→ **Tasks and exercises**:
**1.** Please repeat the passage of the forum thread on the Orlando–Houston trade rumor from "## Blue (Jun" up to and including "off something BIG?".
**2.** Translate this sentence from the forum thread on the Orlando–Houston trade rumor into Spanish: "They don't know what that deal will be yet, but they're letting everyone know they're still open for business."
**3.** In the forum thread on the Orlando–Houston trade rumor, which player did the Rockets trade for?

→ **Text passage**:
## begin
# Orlando trading with Houston including Melo???



## Blue (Jun 21, 2007)

I hate to start another unsubstantiated rumor, but saw this on another board (via Hoopsworld)



> Zee in Sugar Land,TX:
> With the Rockets trading for Courtney Lee, there is speculation that this trade happened so we can set up for a bigger trade. Any idea who they have in mind? Do we pull off something BIG?
> Bill Ingram:
> 
> *It's not speculation, Zee, Daryl Morey said as much in so many words.* They don't know what that deal will be yet, but they're letting everyone know they're still open for business. Orlando would LOVE to have Lee back . . .





> MagicFan in Lakenheath,UK:
> You mentioned alot between the Orlando and Houston. Has there been talk or rumors from what you been hearing?
> Bill Ingram:
> 
> Make sure you read the NBA AT 2 today. )
## end
Coordinate annotation entries
## begin
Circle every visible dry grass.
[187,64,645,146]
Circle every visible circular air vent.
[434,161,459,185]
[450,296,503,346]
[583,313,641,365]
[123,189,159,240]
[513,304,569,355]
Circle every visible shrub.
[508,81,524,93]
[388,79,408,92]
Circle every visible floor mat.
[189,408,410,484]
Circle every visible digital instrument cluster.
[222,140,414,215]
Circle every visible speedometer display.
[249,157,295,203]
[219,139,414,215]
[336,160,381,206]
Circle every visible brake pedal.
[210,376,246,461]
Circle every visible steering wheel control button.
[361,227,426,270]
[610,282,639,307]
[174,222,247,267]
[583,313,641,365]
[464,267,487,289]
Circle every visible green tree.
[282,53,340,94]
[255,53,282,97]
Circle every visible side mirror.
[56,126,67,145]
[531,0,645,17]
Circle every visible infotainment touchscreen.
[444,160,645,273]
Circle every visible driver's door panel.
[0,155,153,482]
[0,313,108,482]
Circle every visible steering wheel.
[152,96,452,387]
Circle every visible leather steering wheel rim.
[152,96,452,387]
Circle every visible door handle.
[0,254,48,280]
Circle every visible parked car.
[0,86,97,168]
## end
→ **Correct answers**:
**1.**
## Blue (Jun 21, 2007)

I hate to start another unsubstantiated rumor, but saw this on another board (via Hoopsworld)



> Zee in Sugar Land,TX:
> With the Rockets trading for Courtney Lee, there is speculation that this trade happened so we can set up for a bigger trade. Any idea who they have in mind? Do we pull off something BIG?

**2.** Todavía no saben cuál será ese acuerdo, pero le están haciendo saber a todo el mundo que siguen abiertos a hacer negocios.

**3.** Courtney Lee.